Items from a dataset:
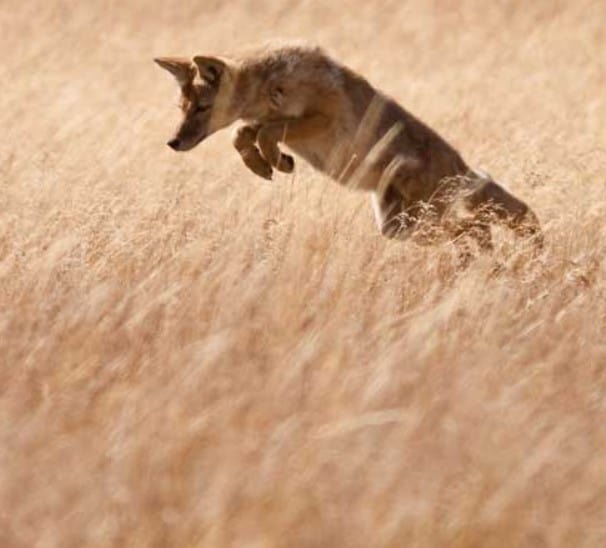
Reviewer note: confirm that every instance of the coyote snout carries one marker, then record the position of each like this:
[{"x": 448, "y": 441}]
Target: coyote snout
[{"x": 200, "y": 81}]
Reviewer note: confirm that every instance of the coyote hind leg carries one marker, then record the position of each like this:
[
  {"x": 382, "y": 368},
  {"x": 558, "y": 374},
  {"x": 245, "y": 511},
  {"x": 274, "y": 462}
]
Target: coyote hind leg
[
  {"x": 390, "y": 215},
  {"x": 490, "y": 200}
]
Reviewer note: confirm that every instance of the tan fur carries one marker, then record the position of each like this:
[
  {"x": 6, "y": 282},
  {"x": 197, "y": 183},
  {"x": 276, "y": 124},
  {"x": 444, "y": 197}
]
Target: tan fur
[{"x": 333, "y": 118}]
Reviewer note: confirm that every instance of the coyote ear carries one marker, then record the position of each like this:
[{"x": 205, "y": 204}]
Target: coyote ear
[
  {"x": 179, "y": 67},
  {"x": 211, "y": 68}
]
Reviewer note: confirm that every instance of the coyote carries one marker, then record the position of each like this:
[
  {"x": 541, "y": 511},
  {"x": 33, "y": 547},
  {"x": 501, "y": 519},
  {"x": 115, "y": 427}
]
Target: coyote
[{"x": 337, "y": 121}]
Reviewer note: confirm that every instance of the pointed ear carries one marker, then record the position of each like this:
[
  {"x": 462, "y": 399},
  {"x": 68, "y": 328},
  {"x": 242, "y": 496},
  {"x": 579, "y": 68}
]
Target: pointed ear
[
  {"x": 179, "y": 67},
  {"x": 211, "y": 68}
]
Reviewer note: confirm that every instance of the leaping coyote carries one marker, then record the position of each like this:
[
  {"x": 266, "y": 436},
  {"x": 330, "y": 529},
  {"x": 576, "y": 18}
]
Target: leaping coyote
[{"x": 336, "y": 120}]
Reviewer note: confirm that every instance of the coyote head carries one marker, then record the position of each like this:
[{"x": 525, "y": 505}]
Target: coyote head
[{"x": 205, "y": 86}]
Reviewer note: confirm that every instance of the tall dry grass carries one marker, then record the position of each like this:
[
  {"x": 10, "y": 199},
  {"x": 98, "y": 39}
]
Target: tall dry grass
[{"x": 192, "y": 356}]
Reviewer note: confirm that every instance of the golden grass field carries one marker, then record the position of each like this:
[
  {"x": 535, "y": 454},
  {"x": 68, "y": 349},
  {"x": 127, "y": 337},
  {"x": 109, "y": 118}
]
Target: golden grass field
[{"x": 192, "y": 356}]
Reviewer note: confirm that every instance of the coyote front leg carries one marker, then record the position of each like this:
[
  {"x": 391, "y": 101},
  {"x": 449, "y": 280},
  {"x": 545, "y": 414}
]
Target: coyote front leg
[
  {"x": 287, "y": 131},
  {"x": 258, "y": 143},
  {"x": 244, "y": 140}
]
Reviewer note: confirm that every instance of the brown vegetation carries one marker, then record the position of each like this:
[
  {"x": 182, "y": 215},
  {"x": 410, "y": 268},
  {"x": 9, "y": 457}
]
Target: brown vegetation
[{"x": 190, "y": 355}]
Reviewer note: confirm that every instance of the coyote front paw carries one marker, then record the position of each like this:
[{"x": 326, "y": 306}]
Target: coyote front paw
[
  {"x": 257, "y": 164},
  {"x": 286, "y": 163}
]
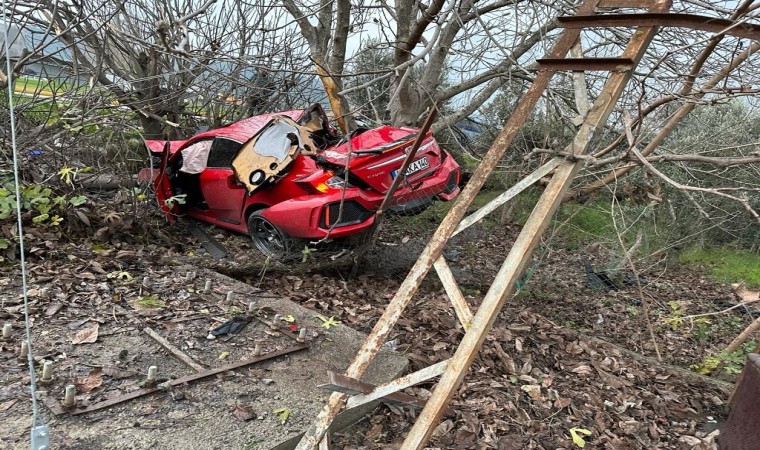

§ **What needs to be done**: Please give the data again in full, exactly as written, but without any images.

§ **Your response**:
Reviewer note: confirm that every instance of the coyote snout carries one marker, then record the position of each like this:
[{"x": 448, "y": 441}]
Target: coyote snout
[{"x": 200, "y": 81}]
Reviewer note: confirm that every instance of the coyote hind leg carries one marker, then record the position of each like this:
[
  {"x": 382, "y": 368},
  {"x": 558, "y": 374},
  {"x": 245, "y": 511},
  {"x": 274, "y": 462}
]
Target: coyote hind leg
[
  {"x": 390, "y": 215},
  {"x": 490, "y": 200}
]
Reviewer note: confirm that every instance of the tan fur carries one marker, then record the position of each like this:
[
  {"x": 6, "y": 282},
  {"x": 197, "y": 183},
  {"x": 276, "y": 124},
  {"x": 444, "y": 197}
]
Target: tan fur
[{"x": 333, "y": 118}]
Reviewer note: confirm that every instance of the coyote ear carries one marker, then record the position of each like this:
[{"x": 205, "y": 204}]
Target: coyote ear
[
  {"x": 179, "y": 67},
  {"x": 211, "y": 68}
]
Reviewer note: confirm that every instance of the coyote carries one marker, then record the position of each like this:
[
  {"x": 541, "y": 511},
  {"x": 33, "y": 547},
  {"x": 501, "y": 519},
  {"x": 115, "y": 427}
]
Target: coyote
[{"x": 337, "y": 121}]
Reviewer note: confirm that every instance of the pointed ear carries one marker, then record the position of each like this:
[
  {"x": 462, "y": 399},
  {"x": 68, "y": 328},
  {"x": 242, "y": 496},
  {"x": 579, "y": 68}
]
Target: pointed ear
[
  {"x": 179, "y": 67},
  {"x": 211, "y": 68}
]
Reviewer note: confirm that every instance of the leaping coyote carries one marker, then record the position of each like this:
[
  {"x": 266, "y": 436},
  {"x": 330, "y": 529},
  {"x": 576, "y": 18}
]
Target: leaping coyote
[{"x": 336, "y": 120}]
Reviewer note: confirm that every instance of the coyote head carries one marker, then record the position of each like this:
[{"x": 525, "y": 505}]
Target: coyote head
[{"x": 205, "y": 86}]
Reviewer note: confirm that every instance of the tall dry grass carries one marker, then record the position of each like this:
[
  {"x": 10, "y": 199},
  {"x": 98, "y": 39}
]
Target: tall dry grass
[{"x": 192, "y": 356}]
Reviewer note: confirm that every instance of the golden grass field carries one marker, then record the position of each like this:
[
  {"x": 535, "y": 454},
  {"x": 68, "y": 349},
  {"x": 127, "y": 337},
  {"x": 109, "y": 118}
]
Target: golden grass field
[{"x": 192, "y": 356}]
Reviewer note: confirm that every instance of the coyote front leg carries one marker, then record the position of each like this:
[
  {"x": 391, "y": 101},
  {"x": 449, "y": 280},
  {"x": 545, "y": 414}
]
Target: coyote front leg
[
  {"x": 287, "y": 131},
  {"x": 258, "y": 143},
  {"x": 244, "y": 140}
]
Reviewer note: confirm that every instance of the brown vegetation carries one marker, then record the position of each like this:
[
  {"x": 182, "y": 215},
  {"x": 410, "y": 268},
  {"x": 9, "y": 457}
]
Target: brown vegetation
[{"x": 190, "y": 355}]
Reviewer note: confirm that every instance of the coyote front paw carries one marker, then record the position of each like this:
[{"x": 326, "y": 306}]
Target: coyote front paw
[
  {"x": 257, "y": 164},
  {"x": 286, "y": 163}
]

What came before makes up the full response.